Saved data entries
---*---
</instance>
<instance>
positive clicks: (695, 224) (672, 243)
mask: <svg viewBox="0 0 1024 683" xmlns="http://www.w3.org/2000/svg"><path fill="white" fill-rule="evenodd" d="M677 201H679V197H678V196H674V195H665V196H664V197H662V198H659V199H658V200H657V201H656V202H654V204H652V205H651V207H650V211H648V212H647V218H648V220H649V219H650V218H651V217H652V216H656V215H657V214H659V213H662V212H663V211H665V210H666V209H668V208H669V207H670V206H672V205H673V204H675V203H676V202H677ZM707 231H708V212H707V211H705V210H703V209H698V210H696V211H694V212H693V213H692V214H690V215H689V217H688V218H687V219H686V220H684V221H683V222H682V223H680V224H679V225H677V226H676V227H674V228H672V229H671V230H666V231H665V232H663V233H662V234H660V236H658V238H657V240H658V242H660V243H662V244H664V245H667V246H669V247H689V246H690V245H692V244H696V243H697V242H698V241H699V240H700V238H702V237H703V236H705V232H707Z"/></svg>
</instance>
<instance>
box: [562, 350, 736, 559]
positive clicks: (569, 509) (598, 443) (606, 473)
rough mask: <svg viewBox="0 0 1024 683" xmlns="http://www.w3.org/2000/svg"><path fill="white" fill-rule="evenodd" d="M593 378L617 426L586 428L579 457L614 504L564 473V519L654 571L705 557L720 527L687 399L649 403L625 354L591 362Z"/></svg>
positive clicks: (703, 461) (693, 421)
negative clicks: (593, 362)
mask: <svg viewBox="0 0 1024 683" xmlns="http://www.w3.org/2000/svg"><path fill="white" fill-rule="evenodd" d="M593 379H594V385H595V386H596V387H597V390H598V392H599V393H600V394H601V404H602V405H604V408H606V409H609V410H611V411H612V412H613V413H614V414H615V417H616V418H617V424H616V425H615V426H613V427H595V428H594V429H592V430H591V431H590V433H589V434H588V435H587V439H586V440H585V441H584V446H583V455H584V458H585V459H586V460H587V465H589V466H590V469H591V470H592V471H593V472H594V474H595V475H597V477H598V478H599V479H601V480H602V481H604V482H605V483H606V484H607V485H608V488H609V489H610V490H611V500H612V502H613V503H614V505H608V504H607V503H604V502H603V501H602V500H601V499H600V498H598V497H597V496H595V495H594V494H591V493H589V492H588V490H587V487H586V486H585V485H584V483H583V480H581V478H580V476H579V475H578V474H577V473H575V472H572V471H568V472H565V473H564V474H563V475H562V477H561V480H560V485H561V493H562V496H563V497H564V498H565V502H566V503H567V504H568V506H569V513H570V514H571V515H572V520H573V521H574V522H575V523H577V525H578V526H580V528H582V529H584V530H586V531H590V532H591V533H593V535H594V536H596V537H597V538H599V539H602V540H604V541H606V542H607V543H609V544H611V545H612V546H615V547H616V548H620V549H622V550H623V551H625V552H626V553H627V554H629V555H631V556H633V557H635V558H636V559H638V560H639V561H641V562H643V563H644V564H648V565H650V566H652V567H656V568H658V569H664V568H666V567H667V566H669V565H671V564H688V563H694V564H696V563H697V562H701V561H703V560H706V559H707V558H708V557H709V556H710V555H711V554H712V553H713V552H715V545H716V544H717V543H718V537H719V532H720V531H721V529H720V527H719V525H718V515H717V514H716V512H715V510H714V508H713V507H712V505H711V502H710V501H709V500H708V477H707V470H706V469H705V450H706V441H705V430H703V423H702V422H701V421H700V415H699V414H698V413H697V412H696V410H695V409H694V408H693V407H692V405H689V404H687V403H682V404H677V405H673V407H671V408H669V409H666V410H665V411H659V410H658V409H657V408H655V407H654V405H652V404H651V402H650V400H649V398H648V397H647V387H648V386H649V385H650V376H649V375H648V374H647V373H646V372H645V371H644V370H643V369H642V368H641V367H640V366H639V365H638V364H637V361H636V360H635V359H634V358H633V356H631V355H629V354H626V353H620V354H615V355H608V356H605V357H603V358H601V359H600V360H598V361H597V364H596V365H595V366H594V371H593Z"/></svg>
---*---
DIRECTIONS FOR THIS TASK
Set down every record above, word for word.

RESULT
</instance>
<instance>
positive clicks: (695, 224) (672, 243)
mask: <svg viewBox="0 0 1024 683" xmlns="http://www.w3.org/2000/svg"><path fill="white" fill-rule="evenodd" d="M677 201H679V197H678V196H674V195H665V196H664V197H662V198H659V199H658V200H657V201H656V202H654V204H652V205H651V207H650V211H648V212H647V218H648V220H649V219H650V218H651V217H652V216H656V215H657V214H659V213H662V212H663V211H665V210H666V209H668V208H669V207H670V206H672V205H673V204H675V203H676V202H677ZM707 231H708V212H707V211H705V210H703V209H698V210H696V211H694V212H693V213H692V214H690V215H689V217H688V218H687V219H686V220H684V221H683V222H682V223H680V224H679V225H677V226H676V227H674V228H672V229H671V230H666V231H665V232H663V233H662V234H660V236H658V238H657V240H658V242H660V243H662V244H664V245H667V246H669V247H689V246H690V245H692V244H696V243H697V242H698V241H699V240H700V238H702V237H703V236H705V232H707Z"/></svg>
</instance>
<instance>
box: [562, 350, 736, 559]
positive clicks: (569, 509) (598, 443) (606, 473)
rough mask: <svg viewBox="0 0 1024 683" xmlns="http://www.w3.org/2000/svg"><path fill="white" fill-rule="evenodd" d="M593 378L617 426L586 428L579 457L614 504L564 473V519L654 571L705 557L720 527L687 399L649 403L625 354L591 362Z"/></svg>
positive clicks: (703, 461) (693, 421)
negative clicks: (593, 362)
mask: <svg viewBox="0 0 1024 683" xmlns="http://www.w3.org/2000/svg"><path fill="white" fill-rule="evenodd" d="M593 379H594V385H595V386H596V387H597V390H598V392H599V393H600V394H601V404H602V405H604V408H606V409H609V410H611V411H612V412H613V413H614V414H615V417H616V418H617V424H616V425H615V426H613V427H595V428H594V429H592V430H591V431H590V433H589V434H588V435H587V439H586V440H585V441H584V446H583V455H584V458H585V459H586V460H587V465H589V466H590V469H591V470H592V471H593V472H594V474H595V475H597V477H598V478H599V479H601V480H602V481H604V482H605V483H606V484H607V485H608V488H609V489H610V490H611V500H612V502H613V503H614V505H608V504H607V503H604V502H603V501H602V500H601V499H600V498H598V497H597V496H595V495H594V494H591V493H589V492H588V490H587V487H586V486H585V485H584V483H583V480H581V478H580V476H579V475H578V474H577V473H575V472H572V471H568V472H565V473H564V474H563V475H562V477H561V480H560V485H561V493H562V496H563V497H564V498H565V502H566V503H567V504H568V506H569V513H570V514H571V515H572V520H573V521H574V522H575V523H577V525H578V526H580V528H582V529H584V530H586V531H590V532H591V533H593V535H594V536H596V537H597V538H599V539H602V540H604V541H606V542H607V543H609V544H611V545H612V546H615V547H616V548H620V549H622V550H623V551H625V552H626V553H627V554H629V555H631V556H633V557H635V558H636V559H638V560H639V561H641V562H643V563H644V564H648V565H650V566H652V567H656V568H658V569H664V568H666V567H667V566H669V565H671V564H688V563H694V564H696V563H697V562H701V561H703V560H706V559H707V558H708V557H709V556H710V555H711V554H712V553H713V552H715V545H716V544H717V543H718V537H719V532H720V531H721V529H720V527H719V525H718V515H717V514H716V512H715V510H714V508H713V507H712V505H711V502H710V501H709V500H708V477H707V470H706V469H705V450H706V441H705V430H703V423H702V422H701V421H700V415H699V414H698V413H697V412H696V410H695V409H694V408H693V407H692V405H689V404H687V403H682V404H677V405H673V407H671V408H669V409H666V410H665V411H659V410H658V409H657V408H655V407H654V405H652V404H651V402H650V400H649V398H648V397H647V387H648V386H649V385H650V376H649V375H648V374H647V373H646V372H645V371H644V370H643V369H642V368H641V367H640V366H639V365H638V364H637V361H636V360H635V359H634V358H633V356H631V355H629V354H626V353H620V354H615V355H608V356H605V357H603V358H601V359H600V360H598V361H597V364H596V365H595V366H594V371H593Z"/></svg>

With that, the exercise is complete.